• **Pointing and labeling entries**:
.....

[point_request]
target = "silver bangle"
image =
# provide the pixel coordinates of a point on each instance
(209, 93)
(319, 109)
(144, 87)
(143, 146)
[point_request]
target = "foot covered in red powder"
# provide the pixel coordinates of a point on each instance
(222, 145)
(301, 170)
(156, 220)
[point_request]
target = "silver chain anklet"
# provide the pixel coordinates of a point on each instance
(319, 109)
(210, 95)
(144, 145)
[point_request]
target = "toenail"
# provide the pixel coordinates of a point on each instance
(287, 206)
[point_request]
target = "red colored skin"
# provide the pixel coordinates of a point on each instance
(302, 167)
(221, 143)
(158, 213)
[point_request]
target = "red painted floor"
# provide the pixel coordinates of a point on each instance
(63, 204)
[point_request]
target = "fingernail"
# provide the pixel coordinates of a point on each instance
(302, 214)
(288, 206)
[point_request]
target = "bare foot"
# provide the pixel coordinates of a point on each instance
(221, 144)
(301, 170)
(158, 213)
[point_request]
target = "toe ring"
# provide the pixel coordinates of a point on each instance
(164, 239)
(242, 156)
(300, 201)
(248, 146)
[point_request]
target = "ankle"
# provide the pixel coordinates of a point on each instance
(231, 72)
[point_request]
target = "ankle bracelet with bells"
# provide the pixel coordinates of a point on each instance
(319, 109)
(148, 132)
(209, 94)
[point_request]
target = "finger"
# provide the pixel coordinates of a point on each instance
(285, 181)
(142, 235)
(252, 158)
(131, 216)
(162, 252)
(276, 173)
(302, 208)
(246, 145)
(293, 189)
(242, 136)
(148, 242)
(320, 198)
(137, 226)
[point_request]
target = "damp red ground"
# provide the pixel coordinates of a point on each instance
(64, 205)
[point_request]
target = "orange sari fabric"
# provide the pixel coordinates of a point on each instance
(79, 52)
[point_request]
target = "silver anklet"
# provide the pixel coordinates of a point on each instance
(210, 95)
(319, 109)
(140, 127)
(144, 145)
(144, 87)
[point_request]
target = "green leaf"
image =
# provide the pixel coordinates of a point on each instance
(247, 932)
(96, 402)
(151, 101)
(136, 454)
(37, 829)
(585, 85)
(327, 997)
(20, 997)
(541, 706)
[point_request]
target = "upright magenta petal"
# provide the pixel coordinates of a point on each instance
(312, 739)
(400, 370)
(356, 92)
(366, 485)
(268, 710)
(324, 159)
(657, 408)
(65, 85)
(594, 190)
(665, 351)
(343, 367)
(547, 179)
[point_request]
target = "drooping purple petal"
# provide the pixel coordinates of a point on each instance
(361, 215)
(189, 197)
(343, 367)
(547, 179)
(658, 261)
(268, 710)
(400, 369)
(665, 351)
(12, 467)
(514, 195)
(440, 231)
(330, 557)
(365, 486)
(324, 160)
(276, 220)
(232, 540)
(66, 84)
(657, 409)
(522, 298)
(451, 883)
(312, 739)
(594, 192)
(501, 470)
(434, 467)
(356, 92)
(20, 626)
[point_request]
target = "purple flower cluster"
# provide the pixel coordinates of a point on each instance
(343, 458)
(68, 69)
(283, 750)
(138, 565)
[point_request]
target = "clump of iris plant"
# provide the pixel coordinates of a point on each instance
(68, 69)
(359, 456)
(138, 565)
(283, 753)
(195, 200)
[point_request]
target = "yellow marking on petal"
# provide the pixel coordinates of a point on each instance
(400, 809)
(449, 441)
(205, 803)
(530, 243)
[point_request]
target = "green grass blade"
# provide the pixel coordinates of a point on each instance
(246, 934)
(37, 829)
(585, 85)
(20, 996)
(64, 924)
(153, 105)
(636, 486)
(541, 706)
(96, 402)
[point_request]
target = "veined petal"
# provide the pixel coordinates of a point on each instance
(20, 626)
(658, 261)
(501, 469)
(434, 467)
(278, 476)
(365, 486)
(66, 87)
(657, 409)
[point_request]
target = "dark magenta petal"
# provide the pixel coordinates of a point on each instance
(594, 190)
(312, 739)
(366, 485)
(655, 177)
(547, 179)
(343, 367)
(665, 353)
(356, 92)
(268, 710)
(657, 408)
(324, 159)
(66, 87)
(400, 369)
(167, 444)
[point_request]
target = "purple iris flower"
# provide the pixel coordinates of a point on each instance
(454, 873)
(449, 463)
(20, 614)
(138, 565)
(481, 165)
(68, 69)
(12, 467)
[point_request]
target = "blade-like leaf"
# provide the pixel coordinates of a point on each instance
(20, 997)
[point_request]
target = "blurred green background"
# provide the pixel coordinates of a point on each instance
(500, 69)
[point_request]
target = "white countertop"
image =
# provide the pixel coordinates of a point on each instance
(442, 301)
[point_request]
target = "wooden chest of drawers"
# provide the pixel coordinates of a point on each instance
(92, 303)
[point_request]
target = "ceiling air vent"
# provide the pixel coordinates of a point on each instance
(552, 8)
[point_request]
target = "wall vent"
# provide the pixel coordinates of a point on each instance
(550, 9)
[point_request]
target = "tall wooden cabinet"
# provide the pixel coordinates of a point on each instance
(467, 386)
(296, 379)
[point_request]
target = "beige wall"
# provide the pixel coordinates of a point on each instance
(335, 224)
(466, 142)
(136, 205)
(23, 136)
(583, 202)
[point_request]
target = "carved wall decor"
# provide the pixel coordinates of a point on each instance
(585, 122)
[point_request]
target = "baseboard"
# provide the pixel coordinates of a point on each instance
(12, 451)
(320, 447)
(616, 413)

.....

Transcribe each record exactly. Leave nothing out.

[point_request]
target = "silver bangle"
image =
# provide the pixel coordinates of a point on each instance
(209, 93)
(319, 109)
(144, 87)
(143, 146)
[point_request]
target = "foot covered in red powder"
# provide the pixel coordinates of a point on each instance
(222, 145)
(301, 170)
(156, 220)
[point_request]
target = "silver chain anklet"
# provide the pixel coordinates of a point on each instance
(319, 109)
(210, 95)
(144, 145)
[point_request]
target = "toenail"
# provide the pixel coordinates of a point on each instance
(287, 206)
[point_request]
target = "red colored skin"
# provide the pixel coordinates of a point on each instance
(302, 167)
(221, 143)
(158, 213)
[point_request]
target = "red painted floor"
# provide the pixel coordinates of a point on each instance
(63, 204)
[point_request]
target = "fingernail"
# provide the pixel coordinates of a point on each instance
(302, 214)
(288, 206)
[point_request]
target = "bare foot"
# provide the pixel coordinates of a point on each instance
(221, 144)
(301, 170)
(158, 213)
[point_request]
target = "toe ring"
# provide the pixel coordinates of a point on each instance
(164, 239)
(242, 156)
(300, 201)
(248, 146)
[point_request]
target = "ankle"
# provide the pixel coordinates of a point on each instance
(231, 72)
[point_request]
target = "ankle bracelet with bells"
# provide the pixel coordinates of a point on each instance
(319, 109)
(148, 132)
(209, 94)
[point_request]
target = "finger"
# provide the pixel coordinates of a point on each instance
(285, 181)
(142, 235)
(252, 158)
(131, 216)
(162, 252)
(276, 173)
(302, 208)
(246, 145)
(293, 189)
(242, 136)
(148, 242)
(320, 198)
(137, 226)
[point_request]
target = "damp red ground"
# provide the pixel coordinates of a point on each instance
(64, 205)
[point_request]
target = "orange sari fabric"
# provide the pixel coordinates of a point on each instance
(79, 52)
[point_request]
target = "silver anklet"
# provide the pixel coordinates of a point on each instance
(210, 95)
(319, 109)
(140, 127)
(144, 145)
(144, 87)
[point_request]
target = "green leaf"
image =
# provide the pixel coordinates of a point on each instance
(247, 932)
(96, 402)
(151, 101)
(136, 454)
(37, 829)
(585, 85)
(327, 997)
(20, 997)
(541, 706)
[point_request]
target = "upright magenta petal"
# provide the pixel coordinates of a point on each instance
(312, 739)
(400, 370)
(356, 92)
(366, 485)
(268, 710)
(324, 159)
(657, 408)
(65, 85)
(594, 190)
(665, 351)
(343, 367)
(547, 179)
[point_request]
target = "drooping purple petal"
# provide the pixel coordinates of a point on each instance
(361, 215)
(189, 197)
(343, 367)
(547, 179)
(658, 261)
(268, 710)
(400, 369)
(665, 351)
(12, 467)
(514, 195)
(440, 231)
(330, 557)
(365, 486)
(324, 160)
(276, 220)
(232, 540)
(66, 84)
(657, 409)
(522, 298)
(451, 883)
(312, 739)
(594, 192)
(501, 470)
(434, 467)
(356, 92)
(20, 626)
[point_request]
target = "purple flower cluster"
# provide the pixel coordinates of a point on each instance
(343, 458)
(68, 69)
(283, 750)
(138, 565)
[point_request]
target = "clump of iris plant"
# provide the pixel coordinates of a point on each instance
(68, 69)
(359, 456)
(138, 565)
(283, 753)
(195, 200)
[point_request]
target = "yellow marking on petal"
# provide the pixel coordinates of a point on each instance
(400, 809)
(449, 441)
(205, 803)
(530, 243)
[point_request]
target = "green grass blade"
# provide the pixel coordinates of a point on each instance
(246, 934)
(37, 829)
(585, 85)
(20, 996)
(64, 924)
(153, 105)
(636, 486)
(541, 706)
(96, 402)
[point_request]
target = "veined petal"
# provide the pixel coordinates of a point on each instance
(20, 626)
(658, 261)
(501, 469)
(434, 467)
(278, 476)
(365, 486)
(66, 87)
(657, 409)
[point_request]
target = "dark magenta petal"
# provide the pixel coordinates of a point on each instance
(594, 190)
(312, 739)
(366, 485)
(655, 177)
(547, 179)
(343, 367)
(665, 353)
(356, 92)
(268, 710)
(657, 408)
(324, 159)
(66, 87)
(400, 369)
(167, 444)
[point_request]
target = "purple iris flower"
# provide the pixel coordinates of a point on each instance
(454, 873)
(449, 463)
(20, 614)
(138, 565)
(481, 165)
(68, 69)
(12, 467)
[point_request]
target = "blade-like leaf"
# provide the pixel coordinates of a point on each instance
(20, 997)
[point_request]
target = "blurred green background"
# provide the pixel coordinates of a point on each instance
(500, 69)
[point_request]
target = "white countertop"
image =
# provide the pixel coordinates of a point on each instance
(442, 301)
[point_request]
target = "wooden chest of drawers"
# provide the pixel coordinates of a point on each instance
(92, 303)
[point_request]
target = "ceiling air vent"
# provide the pixel coordinates of a point on each instance
(552, 8)
[point_request]
target = "wall vent"
# provide the pixel coordinates of a point on each instance
(550, 9)
[point_request]
target = "tall wooden cabinet"
# provide the pixel coordinates of a point on each instance
(467, 386)
(296, 379)
[point_request]
target = "beige wall"
# provide the pixel coordinates of a point on each instance
(335, 224)
(466, 142)
(136, 205)
(23, 136)
(583, 202)
[point_request]
target = "carved wall decor"
# provide the pixel coordinates of a point on each instance
(585, 122)
[point_request]
target = "baseboard"
# provide the pixel coordinates of a point on each instance
(12, 451)
(320, 447)
(616, 413)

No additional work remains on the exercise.